Stated problem: Render all of the data below as a two-column CSV with the header input,output, one row for each text and its answer. Put each value in its own double-quoted field and replace any line breaks with spaces.

Dataset records:
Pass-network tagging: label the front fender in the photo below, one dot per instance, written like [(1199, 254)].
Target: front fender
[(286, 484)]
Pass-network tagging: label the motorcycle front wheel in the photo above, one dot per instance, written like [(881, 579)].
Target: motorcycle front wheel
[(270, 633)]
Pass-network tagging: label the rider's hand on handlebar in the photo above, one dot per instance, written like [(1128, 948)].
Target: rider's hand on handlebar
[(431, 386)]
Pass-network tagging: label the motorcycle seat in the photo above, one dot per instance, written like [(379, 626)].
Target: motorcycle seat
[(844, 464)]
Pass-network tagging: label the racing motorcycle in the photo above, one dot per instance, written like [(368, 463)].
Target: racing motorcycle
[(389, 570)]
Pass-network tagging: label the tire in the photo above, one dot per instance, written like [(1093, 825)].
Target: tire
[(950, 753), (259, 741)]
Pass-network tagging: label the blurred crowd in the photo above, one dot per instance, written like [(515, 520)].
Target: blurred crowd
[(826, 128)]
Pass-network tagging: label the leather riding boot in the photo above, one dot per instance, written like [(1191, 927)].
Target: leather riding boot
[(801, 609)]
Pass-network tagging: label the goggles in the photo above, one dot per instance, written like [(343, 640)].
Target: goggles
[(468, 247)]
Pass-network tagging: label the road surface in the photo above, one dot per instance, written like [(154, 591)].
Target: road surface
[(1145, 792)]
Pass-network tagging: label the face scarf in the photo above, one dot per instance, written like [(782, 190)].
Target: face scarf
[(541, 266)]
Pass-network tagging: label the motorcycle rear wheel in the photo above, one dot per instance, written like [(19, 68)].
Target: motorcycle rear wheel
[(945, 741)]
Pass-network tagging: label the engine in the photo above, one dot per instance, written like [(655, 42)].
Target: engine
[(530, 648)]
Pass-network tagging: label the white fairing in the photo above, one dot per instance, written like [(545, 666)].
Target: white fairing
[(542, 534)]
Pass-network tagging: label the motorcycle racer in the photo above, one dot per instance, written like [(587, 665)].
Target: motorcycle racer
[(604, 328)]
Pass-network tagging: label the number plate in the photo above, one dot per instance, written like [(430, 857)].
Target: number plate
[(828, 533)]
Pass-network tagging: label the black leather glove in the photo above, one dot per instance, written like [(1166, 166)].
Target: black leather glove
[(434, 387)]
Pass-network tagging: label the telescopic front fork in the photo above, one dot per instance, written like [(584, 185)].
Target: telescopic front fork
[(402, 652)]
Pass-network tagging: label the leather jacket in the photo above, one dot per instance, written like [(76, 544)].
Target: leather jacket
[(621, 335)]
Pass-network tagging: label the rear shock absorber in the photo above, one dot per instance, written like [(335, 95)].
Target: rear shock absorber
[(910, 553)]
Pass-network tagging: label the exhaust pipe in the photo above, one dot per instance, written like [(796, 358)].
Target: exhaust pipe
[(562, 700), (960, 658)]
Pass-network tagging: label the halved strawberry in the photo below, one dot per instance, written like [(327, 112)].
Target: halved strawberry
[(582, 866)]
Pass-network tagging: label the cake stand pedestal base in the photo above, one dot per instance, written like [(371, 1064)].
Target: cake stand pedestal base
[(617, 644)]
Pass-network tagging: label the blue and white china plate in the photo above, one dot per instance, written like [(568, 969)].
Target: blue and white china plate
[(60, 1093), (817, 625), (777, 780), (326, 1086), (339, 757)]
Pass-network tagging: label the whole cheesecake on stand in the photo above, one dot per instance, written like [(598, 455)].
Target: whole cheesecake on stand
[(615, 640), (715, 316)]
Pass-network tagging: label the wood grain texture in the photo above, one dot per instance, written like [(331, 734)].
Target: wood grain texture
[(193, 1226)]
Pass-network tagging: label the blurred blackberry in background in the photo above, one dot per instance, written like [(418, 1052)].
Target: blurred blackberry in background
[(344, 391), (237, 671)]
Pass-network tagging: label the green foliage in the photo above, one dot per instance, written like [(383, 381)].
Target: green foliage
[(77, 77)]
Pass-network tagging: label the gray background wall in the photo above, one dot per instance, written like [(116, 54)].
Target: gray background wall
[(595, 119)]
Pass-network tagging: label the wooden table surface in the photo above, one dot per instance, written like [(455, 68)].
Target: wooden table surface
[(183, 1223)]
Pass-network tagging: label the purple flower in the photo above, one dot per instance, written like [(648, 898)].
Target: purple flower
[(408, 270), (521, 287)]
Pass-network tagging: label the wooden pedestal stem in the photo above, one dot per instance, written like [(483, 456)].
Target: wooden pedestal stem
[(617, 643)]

Solved problem:
input,output
"Pass-network tagging: label the front fender in the photo below, one dot per instance, written like [(1199, 254)]. Target: front fender","[(286, 484)]"
"Pass-network tagging: label the motorcycle front wheel in the photo above, one dot per instance, written like [(881, 579)]. Target: motorcycle front wheel","[(270, 633)]"
"Pass-network tagging: label the rider's hand on handlebar in the photo above, one dot per instance, written like [(1128, 948)]. Target: rider's hand on handlebar","[(431, 386)]"
"Pass-network tagging: label the motorcycle seat in the photo above, one dot per instance, written like [(379, 626)]. Target: motorcycle seat","[(844, 464)]"
"Pass-network tagging: label the racing motorcycle in the photo above, one dot per instance, written like [(368, 463)]. Target: racing motorcycle","[(389, 570)]"
"Pass-network tagging: label the tire in the photo above, one dot per instance, written like [(1093, 825)]. Target: tire","[(950, 753), (259, 741)]"
"Pass-network tagging: label the blurred crowd in the photo above, one dot per instance, written like [(515, 520)]. Target: blurred crowd","[(826, 128)]"
"Pass-network tagging: label the leather riding boot in the photo above, one dot per instance, written like [(1191, 927)]. Target: leather riding boot","[(801, 609)]"
"Pass-network tagging: label the goggles in the photo above, one dot per instance, written like [(343, 640)]. Target: goggles","[(468, 247)]"
"Pass-network tagging: label the road surface in the photo above, one dot per instance, written like [(154, 591)]. Target: road surface","[(1145, 792)]"
"Pass-network tagging: label the face scarf in the photo above, one dot per instance, written like [(782, 190)]. Target: face scarf","[(541, 266)]"
"Pass-network tagging: label the motorcycle rear wheel in the photo above, one dot per instance, written like [(19, 68)]. Target: motorcycle rear wheel","[(945, 741)]"
"Pass-network tagging: label the engine in the photo above, one dot per instance, written like [(655, 42)]. Target: engine","[(530, 648)]"
"Pass-network tagging: label the white fairing in the photo above, one dot per instance, written like [(545, 666)]. Target: white fairing","[(542, 534)]"
"Pass-network tagging: label the motorcycle racer in the photo above, one dot per instance, written like [(587, 665)]. Target: motorcycle racer","[(604, 328)]"
"Pass-network tagging: label the number plate in the photo above, one dot per instance, written like [(430, 857)]. Target: number plate","[(828, 533)]"
"Pass-network tagging: label the black leather glove in the photo above, one dot per instance, written like [(1166, 166)]. Target: black leather glove","[(434, 387)]"
"Pass-network tagging: label the telescopic front fork in the photo above, one dot per instance, written like [(584, 185)]. Target: telescopic front fork","[(402, 652)]"
"Pass-network tagging: label the leather jacket in the photo above, one dot per instance, written like [(76, 544)]. Target: leather jacket","[(621, 335)]"
"Pass-network tagging: label the rear shock absorber in the photo above, one dot per instance, written like [(335, 95)]. Target: rear shock absorber","[(910, 553)]"
"Pass-network tagging: label the exhaust pipe in the photo above, one dot per instance, written like [(796, 358)]. Target: exhaust pipe","[(562, 700), (960, 658)]"
"Pass-network tagging: label the halved strawberry in the photo below, one dot per instance, written like [(327, 112)]. Target: halved strawberry","[(582, 866)]"
"Pass-network tagging: label the cake stand pedestal base in the photo above, one dot per instance, written like [(371, 1064)]. Target: cake stand pedestal base","[(617, 644)]"
"Pass-network tagging: label the blue and white china plate in the photo above, one dot per instance, written like [(568, 969)]. Target: blue and white china plate","[(60, 1093), (817, 625), (777, 780), (326, 1086), (339, 757)]"
"Pass-network tagging: label the whole cheesecake on stand in the photo above, one dot per instance, written like [(598, 455)]. Target: whole cheesecake on stand","[(615, 640), (715, 316)]"
"Pass-network tagging: label the wood grain texture in the photo above, one dot per instance, written like [(331, 734)]. Target: wood grain texture","[(193, 1226)]"
"Pass-network tagging: label the blurred blackberry in background in the photo above, one dot per instance, written like [(418, 1052)]. Target: blurred blackberry in background","[(344, 391), (237, 671)]"
"Pass-network tagging: label the green foliage in the photo above, one dot per instance, written like [(383, 381)]. Target: green foliage","[(77, 77)]"
"Pass-network tagging: label the gray background wall in the photo above, one dot per instance, written like [(116, 54)]. Target: gray background wall","[(595, 119)]"
"Pass-network tagging: label the wooden table surface in the photo above, one dot per instance, written like [(455, 68)]. Target: wooden table surface","[(183, 1223)]"
"Pass-network tagging: label the purple flower in the photo above, one dot per instance, written like [(648, 898)]. Target: purple flower","[(408, 270), (521, 287)]"
"Pass-network tagging: label the wooden pedestal stem in the photo above, one dot per instance, written like [(483, 456)]. Target: wooden pedestal stem","[(617, 643)]"